**Exercise prompt**: List every line below that contains the word "clicks".

**Materials provided**:
● ● ● ● ● ● ●

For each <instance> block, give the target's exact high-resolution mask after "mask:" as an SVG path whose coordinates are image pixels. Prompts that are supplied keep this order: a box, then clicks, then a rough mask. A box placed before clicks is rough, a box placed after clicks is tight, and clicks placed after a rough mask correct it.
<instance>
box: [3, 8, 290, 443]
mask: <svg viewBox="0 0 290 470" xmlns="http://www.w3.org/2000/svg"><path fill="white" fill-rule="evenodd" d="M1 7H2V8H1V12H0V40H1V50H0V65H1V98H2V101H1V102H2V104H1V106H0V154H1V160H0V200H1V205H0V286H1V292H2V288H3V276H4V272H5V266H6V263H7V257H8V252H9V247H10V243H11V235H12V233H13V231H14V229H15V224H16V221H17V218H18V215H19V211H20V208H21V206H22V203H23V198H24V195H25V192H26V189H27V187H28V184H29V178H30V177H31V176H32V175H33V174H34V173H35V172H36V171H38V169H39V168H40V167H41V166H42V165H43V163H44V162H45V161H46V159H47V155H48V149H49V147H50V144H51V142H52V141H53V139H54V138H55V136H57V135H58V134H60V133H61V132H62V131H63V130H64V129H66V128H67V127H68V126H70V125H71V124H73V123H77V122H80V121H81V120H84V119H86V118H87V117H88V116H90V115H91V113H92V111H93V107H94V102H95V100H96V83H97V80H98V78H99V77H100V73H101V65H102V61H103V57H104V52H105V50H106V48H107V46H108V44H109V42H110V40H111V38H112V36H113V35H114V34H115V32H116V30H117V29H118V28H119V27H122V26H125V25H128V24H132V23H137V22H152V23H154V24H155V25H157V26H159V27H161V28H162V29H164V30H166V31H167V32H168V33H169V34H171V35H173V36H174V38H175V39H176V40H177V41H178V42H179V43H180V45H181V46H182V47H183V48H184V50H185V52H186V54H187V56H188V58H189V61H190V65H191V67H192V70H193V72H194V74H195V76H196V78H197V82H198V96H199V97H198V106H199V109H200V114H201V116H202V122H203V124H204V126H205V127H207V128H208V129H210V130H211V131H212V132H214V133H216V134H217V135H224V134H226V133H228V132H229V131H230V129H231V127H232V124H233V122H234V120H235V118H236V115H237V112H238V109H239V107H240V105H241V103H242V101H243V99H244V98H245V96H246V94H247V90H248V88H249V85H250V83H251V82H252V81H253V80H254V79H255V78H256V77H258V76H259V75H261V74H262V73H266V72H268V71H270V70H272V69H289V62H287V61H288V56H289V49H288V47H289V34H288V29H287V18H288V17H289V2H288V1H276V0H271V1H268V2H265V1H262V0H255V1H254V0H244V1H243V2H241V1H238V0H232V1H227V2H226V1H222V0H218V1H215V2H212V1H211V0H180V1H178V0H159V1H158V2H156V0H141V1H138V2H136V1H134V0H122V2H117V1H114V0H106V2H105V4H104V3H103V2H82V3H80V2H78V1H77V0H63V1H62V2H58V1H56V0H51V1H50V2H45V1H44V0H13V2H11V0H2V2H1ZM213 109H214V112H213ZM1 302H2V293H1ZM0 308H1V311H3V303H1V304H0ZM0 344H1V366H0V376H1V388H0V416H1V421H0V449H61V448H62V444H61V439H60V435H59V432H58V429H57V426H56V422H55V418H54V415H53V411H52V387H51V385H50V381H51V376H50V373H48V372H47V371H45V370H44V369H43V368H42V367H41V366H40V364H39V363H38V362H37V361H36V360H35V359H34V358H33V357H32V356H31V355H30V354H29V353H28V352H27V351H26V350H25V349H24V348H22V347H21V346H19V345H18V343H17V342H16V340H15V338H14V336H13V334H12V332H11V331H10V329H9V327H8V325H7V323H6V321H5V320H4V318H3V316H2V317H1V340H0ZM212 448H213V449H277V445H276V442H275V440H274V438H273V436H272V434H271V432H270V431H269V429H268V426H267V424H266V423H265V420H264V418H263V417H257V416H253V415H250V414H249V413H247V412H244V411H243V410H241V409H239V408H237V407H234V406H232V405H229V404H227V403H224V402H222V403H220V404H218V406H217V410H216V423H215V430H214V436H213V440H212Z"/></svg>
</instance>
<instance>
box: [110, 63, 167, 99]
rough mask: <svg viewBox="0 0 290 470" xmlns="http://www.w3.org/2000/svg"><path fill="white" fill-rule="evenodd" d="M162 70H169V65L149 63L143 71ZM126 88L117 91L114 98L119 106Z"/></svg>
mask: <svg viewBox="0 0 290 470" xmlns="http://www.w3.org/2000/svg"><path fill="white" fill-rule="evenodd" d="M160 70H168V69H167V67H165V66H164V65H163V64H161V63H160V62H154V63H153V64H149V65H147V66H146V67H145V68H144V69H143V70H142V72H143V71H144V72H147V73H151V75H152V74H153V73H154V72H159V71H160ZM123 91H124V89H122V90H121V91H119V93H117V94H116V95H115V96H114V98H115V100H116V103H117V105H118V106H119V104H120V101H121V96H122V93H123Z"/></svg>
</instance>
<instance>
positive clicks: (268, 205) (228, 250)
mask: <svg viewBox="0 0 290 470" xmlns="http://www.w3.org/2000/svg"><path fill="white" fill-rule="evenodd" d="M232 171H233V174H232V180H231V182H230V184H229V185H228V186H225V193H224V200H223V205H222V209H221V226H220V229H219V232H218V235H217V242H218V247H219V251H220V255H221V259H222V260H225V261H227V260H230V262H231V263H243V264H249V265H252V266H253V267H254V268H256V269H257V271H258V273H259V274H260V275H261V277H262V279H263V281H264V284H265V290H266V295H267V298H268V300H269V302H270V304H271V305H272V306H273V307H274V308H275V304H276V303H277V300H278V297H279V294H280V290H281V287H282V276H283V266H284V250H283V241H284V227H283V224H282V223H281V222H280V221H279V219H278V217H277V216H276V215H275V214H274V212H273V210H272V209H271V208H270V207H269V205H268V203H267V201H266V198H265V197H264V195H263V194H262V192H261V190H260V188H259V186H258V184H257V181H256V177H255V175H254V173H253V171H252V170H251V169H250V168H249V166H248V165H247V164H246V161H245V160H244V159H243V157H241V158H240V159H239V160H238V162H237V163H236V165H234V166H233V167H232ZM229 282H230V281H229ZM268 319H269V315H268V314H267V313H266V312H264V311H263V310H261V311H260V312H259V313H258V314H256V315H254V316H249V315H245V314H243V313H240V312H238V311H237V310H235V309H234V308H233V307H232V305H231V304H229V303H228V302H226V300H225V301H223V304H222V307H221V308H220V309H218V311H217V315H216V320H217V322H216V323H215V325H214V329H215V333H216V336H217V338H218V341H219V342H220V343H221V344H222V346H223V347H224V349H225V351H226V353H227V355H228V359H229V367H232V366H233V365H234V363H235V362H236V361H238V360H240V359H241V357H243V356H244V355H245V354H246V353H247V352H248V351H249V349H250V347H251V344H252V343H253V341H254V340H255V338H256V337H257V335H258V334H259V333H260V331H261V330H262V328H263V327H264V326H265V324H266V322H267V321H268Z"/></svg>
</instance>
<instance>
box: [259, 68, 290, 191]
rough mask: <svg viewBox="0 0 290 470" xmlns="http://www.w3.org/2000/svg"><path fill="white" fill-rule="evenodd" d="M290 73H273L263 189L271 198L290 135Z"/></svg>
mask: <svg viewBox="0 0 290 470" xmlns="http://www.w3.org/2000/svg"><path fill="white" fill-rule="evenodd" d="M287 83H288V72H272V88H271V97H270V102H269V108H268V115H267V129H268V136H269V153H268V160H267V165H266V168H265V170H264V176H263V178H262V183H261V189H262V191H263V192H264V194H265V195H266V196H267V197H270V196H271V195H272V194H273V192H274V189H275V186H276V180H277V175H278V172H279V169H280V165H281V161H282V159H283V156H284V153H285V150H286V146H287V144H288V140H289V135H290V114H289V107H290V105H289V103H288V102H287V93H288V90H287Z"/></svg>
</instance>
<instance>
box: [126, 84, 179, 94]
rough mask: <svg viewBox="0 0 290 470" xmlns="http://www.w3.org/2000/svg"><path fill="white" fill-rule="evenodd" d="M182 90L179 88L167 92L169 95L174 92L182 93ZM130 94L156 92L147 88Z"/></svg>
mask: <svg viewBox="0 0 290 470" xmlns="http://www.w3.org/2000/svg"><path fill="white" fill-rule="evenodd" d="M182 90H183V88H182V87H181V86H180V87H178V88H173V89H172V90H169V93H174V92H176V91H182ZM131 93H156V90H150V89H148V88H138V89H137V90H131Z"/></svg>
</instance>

● ● ● ● ● ● ●

**Result**:
For each <instance> block, give the target's exact high-resolution mask after "mask:" as an SVG path whose coordinates are image pixels. Prompts that are supplied keep this order: a box, then clicks, then a rough mask. A box placed before clicks is rough, a box placed after clicks is tight, and clicks placed after a rough mask correct it.
positive clicks: (268, 205) (228, 250)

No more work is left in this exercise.